## WRITTEN TASK A
Show every line of the records below that contains the word "cloud".

## EXCERPT TO READ
────
# 1953 bear grizzly recurve



## concept (Aug 27, 2003)

I have a 1953 bear grizzly bow. It is tapped for sites rest and stablizer. I have had this bow for 25 years and just wonder if it is worth any thing.


----------



## Destroyer (Sep 11, 2009)

:nod:


----------



## CAPTJJ (Dec 24, 2007)

Are you sure it was made in 1953, most models are marked with that year as the patent date, common mistake.


----------



## Destroyer (Sep 11, 2009)

CAPTJJ said:


> Are you sure it was made in 1953, most models are marked with that year as the patent date, common mistake.


True. Do a search for 'How To Date Your Fred Bear Bow' if your unsure.

Grizzly Static Recurve 1949-1957
Grizzly Recurve 1958-1978


----------



## CAPTJJ (Dec 24, 2007)

Only mentioned because I see it happen a lot on eBay.


----------



## Big Country (Apr 25, 2003)

Post a couple of clear pictures of your bow and we will be able to tell you the year.

Also, almost certainly any post factory holes drilled in the bow will drastically devalue it.


----------



## concept (Aug 27, 2003)

On the bottom limb has Canada patent date of 1953. Bow has a silver bear disk in riser. The holes are post sale drilled buy the dealer the old owner bought it from. I have had the bow for 25 years and just looked at it today for the first time in 10 years or so. I forgot I even had the bow .The bow was made in Grayling michigan


----------



## CAPTJJ (Dec 24, 2007)

Sounds like a '71 or '72.


----------



## concept (Aug 27, 2003)

went on line and found that the bow is a 71 or 72 from the info I saw but, I saw that the bear Kodiak is maybe 1950's or 60's has the flush bear in the riser on top limb has bear glass powered.Has leather grip has copper coin in riser serial number on Kodiak is E959L LOCATED ON THE LEFT LOWER SIDE OF THE RISER


----------



## Bowjack (Mar 28, 2007)

Kind of confused by your last post. Is it a Grizzly or Kodiak? The Kodiak would be a 1959 or 60. If it has red and white overlays on handle and limb tips 1959 black and white 1960. 

The 71 and 72 Grizzlies were 58" AMO had black glass back and belly. If the Grizzly silkscreen is facing you when held to shoot [belly] 1972 If it is on the opposite side [back] 1971.


----------



## coryj (Dec 26, 2006)

Big Country said:


> Post a couple of clear pictures of your bow and we will be able to tell you the year.
> 
> Also, almost certainly any post factory holes drilled in the bow will drastically devalue it.


Detailed pictures will tell the tale. I cringe every time I see an old bow drilled for a quiver bracket or sights. Even the factory stabilizer bushing on later bears makes me a little sad. Where are you in PA?


----------



## concept (Aug 27, 2003)

I live in Fayetteville,pa about 19 miles from the maryland border
I also have an Pearson take down recurve,which I have no idea what year it is.
I will get some photos of all 3 bows soon.


----------



## 4nolz (Aug 17, 2011)

A 59 or 60 Kodiak is very valuable to collectors.Pics!


----------



## concept (Aug 27, 2003)

I tried to up load photos from my computer from a file I created but they would up load to archery talk.
If any one is interested in seeing photos of bows,send me an email and I will attach to the mail
My email. [email protected]


----------



## concept (Aug 27, 2003)

I had a email from some one who looked at my post. I have a 72 grizzly and the other is a 1959 kodiak
Now my question is solved


----------
────
Data entries

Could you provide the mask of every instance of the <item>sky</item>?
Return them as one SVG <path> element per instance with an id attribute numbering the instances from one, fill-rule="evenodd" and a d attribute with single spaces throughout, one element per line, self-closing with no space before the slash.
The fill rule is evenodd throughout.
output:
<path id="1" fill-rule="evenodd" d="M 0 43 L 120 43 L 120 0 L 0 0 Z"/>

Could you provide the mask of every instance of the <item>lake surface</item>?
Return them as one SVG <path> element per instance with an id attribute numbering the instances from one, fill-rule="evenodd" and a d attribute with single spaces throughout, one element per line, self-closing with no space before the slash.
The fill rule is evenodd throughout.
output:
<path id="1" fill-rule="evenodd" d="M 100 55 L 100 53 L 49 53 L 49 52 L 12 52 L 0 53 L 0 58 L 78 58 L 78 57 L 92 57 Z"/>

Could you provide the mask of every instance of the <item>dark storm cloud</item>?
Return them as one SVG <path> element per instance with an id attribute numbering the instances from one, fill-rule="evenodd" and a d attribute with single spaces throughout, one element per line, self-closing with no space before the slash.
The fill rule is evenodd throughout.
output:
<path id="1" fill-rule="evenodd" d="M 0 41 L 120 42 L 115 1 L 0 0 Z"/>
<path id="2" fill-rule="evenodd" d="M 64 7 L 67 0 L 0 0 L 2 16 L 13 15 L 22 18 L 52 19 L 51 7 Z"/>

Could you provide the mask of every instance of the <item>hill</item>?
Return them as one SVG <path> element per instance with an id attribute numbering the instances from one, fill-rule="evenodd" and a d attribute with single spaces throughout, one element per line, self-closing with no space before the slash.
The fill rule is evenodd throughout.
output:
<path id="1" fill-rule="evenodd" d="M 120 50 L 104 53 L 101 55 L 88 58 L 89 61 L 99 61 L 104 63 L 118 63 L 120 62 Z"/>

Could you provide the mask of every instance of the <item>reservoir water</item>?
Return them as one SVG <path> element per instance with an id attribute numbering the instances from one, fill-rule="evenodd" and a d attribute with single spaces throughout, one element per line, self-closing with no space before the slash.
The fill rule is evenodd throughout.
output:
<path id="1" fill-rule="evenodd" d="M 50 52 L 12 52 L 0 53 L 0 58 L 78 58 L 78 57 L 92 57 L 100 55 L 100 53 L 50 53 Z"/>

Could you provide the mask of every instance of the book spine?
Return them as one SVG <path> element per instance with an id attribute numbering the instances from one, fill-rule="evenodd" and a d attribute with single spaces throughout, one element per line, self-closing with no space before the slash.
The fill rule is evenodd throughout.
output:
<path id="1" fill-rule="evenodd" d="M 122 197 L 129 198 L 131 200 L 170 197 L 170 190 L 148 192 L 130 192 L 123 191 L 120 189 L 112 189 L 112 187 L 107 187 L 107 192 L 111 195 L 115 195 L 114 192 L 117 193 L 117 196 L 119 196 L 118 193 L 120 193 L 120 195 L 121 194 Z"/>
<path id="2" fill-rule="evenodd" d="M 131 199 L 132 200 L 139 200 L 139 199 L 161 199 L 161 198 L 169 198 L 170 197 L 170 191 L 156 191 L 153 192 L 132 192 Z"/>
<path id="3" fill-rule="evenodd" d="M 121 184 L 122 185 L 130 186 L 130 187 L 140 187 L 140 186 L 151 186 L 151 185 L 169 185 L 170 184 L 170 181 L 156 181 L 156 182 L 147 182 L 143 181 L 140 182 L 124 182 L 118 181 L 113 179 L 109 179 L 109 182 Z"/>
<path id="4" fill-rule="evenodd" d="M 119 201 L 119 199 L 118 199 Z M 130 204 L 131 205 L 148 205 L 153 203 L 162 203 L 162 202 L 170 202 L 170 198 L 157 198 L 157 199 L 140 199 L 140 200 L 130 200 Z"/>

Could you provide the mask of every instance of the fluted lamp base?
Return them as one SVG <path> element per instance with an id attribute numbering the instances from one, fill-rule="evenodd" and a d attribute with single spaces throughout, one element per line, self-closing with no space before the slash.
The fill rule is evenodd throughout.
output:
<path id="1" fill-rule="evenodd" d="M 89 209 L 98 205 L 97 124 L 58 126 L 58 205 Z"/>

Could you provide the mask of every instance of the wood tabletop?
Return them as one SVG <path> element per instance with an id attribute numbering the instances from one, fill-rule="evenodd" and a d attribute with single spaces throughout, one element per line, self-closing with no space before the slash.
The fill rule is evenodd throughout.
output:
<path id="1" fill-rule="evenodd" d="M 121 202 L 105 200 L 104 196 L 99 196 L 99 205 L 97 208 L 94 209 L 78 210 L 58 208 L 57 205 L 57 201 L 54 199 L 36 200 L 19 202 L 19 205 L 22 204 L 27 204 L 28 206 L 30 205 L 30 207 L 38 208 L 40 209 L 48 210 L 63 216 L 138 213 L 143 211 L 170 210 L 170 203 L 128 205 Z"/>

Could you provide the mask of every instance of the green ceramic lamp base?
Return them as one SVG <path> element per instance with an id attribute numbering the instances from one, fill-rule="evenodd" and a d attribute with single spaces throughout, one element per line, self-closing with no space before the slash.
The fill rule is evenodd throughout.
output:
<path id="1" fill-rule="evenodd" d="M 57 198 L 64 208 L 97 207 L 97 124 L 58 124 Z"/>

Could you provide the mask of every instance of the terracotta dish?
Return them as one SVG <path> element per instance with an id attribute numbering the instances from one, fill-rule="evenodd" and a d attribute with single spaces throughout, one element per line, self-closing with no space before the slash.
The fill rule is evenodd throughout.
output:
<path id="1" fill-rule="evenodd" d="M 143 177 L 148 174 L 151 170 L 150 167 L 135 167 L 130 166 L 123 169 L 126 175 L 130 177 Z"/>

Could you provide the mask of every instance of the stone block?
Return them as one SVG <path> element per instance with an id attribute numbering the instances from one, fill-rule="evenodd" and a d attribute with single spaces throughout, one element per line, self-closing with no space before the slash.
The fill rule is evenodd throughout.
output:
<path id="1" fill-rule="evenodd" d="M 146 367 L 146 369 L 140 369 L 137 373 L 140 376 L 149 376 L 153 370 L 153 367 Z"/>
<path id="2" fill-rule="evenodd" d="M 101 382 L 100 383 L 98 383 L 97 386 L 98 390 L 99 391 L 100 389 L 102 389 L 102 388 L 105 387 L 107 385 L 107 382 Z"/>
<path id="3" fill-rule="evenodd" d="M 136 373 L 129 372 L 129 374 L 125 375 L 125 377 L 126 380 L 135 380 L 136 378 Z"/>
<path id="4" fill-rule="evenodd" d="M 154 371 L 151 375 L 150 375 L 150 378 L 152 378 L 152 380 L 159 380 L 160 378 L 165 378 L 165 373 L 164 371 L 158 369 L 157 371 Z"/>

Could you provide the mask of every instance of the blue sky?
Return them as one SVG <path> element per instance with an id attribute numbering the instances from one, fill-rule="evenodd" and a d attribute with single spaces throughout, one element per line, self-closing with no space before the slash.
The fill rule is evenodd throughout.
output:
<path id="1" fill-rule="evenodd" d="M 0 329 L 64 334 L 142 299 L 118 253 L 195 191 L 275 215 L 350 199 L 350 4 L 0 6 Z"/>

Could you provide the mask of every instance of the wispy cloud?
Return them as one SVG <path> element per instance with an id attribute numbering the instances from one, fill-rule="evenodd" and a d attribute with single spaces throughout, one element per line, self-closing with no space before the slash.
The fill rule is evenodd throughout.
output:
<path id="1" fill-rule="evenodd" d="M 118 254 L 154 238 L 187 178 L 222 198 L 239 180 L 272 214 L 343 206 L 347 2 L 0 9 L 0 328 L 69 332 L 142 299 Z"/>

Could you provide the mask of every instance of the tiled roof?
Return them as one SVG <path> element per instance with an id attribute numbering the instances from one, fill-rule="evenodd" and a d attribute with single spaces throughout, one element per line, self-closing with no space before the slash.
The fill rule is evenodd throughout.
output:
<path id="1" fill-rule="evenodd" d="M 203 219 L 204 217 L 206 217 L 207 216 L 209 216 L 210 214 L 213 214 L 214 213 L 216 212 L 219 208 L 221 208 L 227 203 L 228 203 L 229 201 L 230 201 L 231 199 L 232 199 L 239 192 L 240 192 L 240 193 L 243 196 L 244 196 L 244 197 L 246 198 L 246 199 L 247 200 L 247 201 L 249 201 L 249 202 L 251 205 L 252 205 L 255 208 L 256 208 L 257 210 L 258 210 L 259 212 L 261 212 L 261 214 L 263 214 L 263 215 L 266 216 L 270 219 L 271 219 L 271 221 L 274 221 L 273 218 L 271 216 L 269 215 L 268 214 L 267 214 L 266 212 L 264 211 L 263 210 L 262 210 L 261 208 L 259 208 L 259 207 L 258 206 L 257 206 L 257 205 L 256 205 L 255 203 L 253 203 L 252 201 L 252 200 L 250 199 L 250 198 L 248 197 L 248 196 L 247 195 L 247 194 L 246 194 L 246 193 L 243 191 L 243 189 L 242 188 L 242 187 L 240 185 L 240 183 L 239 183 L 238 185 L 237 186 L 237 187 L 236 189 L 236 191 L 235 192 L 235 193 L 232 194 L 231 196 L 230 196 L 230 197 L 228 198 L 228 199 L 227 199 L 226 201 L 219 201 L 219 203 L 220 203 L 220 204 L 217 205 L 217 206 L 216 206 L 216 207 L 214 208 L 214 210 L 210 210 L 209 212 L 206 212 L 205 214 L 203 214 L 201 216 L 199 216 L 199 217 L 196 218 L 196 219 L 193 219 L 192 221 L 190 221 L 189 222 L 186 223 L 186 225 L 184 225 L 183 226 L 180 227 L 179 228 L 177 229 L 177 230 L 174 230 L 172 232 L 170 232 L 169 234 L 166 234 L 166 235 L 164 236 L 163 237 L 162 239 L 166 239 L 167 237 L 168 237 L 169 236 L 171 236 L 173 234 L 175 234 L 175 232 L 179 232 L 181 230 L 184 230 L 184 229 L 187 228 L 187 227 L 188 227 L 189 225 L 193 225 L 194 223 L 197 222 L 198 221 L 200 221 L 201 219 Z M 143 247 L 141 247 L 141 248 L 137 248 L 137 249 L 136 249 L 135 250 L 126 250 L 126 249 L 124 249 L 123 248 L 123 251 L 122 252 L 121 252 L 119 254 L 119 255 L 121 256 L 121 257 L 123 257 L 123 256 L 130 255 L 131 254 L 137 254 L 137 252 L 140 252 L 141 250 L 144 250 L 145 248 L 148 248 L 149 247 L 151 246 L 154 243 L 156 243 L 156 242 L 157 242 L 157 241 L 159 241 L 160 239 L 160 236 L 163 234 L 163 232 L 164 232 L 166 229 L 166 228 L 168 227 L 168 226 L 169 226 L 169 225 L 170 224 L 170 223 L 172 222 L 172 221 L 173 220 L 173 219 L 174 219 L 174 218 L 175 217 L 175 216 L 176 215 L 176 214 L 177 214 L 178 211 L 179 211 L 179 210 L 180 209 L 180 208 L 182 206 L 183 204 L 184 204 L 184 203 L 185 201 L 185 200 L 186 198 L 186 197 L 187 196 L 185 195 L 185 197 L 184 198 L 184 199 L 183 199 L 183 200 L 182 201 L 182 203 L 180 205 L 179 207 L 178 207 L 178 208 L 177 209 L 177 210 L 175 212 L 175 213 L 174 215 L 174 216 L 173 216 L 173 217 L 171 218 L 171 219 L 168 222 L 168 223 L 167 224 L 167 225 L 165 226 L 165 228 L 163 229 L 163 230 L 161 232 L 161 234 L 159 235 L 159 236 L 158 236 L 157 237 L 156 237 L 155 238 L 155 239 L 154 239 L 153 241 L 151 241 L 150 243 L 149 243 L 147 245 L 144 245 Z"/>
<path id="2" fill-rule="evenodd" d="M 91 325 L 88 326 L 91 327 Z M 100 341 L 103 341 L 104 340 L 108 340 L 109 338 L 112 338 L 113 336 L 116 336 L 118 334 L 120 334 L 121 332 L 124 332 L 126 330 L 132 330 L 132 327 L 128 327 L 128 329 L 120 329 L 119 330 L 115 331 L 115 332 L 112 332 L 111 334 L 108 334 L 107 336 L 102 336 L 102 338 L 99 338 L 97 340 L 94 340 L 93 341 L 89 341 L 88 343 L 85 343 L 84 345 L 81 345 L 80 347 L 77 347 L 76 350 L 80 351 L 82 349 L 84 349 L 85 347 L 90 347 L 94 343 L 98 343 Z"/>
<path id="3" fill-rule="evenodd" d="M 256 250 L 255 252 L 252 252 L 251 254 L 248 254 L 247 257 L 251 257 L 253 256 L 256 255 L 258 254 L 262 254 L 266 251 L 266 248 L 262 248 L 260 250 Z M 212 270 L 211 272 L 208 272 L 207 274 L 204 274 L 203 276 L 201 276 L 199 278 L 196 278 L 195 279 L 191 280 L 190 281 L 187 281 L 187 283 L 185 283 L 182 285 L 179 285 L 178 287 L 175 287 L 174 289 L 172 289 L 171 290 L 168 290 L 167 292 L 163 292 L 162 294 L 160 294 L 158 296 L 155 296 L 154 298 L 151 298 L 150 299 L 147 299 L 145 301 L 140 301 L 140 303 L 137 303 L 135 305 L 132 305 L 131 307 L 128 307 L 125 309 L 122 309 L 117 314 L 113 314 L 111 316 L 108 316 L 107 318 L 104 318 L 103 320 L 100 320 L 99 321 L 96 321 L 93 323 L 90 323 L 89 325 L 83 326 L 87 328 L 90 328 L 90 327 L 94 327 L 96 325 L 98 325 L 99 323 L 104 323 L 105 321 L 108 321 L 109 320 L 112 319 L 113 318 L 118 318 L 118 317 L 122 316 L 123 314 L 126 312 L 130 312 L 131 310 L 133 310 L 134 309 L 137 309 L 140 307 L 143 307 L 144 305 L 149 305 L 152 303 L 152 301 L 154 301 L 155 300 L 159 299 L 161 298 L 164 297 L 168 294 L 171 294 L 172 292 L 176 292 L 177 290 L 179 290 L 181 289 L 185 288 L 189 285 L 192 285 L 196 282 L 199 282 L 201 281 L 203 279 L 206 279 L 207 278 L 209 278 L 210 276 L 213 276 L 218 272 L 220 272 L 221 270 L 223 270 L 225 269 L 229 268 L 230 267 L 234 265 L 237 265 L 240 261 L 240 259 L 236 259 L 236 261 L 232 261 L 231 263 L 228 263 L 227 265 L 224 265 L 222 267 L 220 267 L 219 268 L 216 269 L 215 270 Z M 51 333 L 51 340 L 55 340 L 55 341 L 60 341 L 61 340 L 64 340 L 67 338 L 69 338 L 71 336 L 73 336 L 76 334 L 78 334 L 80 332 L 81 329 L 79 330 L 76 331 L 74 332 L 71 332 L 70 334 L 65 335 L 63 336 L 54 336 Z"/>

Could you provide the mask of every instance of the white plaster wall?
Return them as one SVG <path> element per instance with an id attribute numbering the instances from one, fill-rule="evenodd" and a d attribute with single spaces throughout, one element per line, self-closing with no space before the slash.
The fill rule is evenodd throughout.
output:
────
## WRITTEN TASK B
Swap "overlays" for "decals" in the forum thread about the Bear Grizzly recurve above, and give the passage from "## Bowjack (Mar" up to and including "and white 1960.".

## TASK OUTPUT A
Could you provide the mask of every instance of the <item>dark storm cloud</item>?
Could you provide the mask of every instance of the wispy cloud?

## TASK OUTPUT B
## Bowjack (Mar 28, 2007)

Kind of confused by your last post. Is it a Grizzly or Kodiak? The Kodiak would be a 1959 or 60. If it has red and white decals on handle and limb tips 1959 black and white 1960.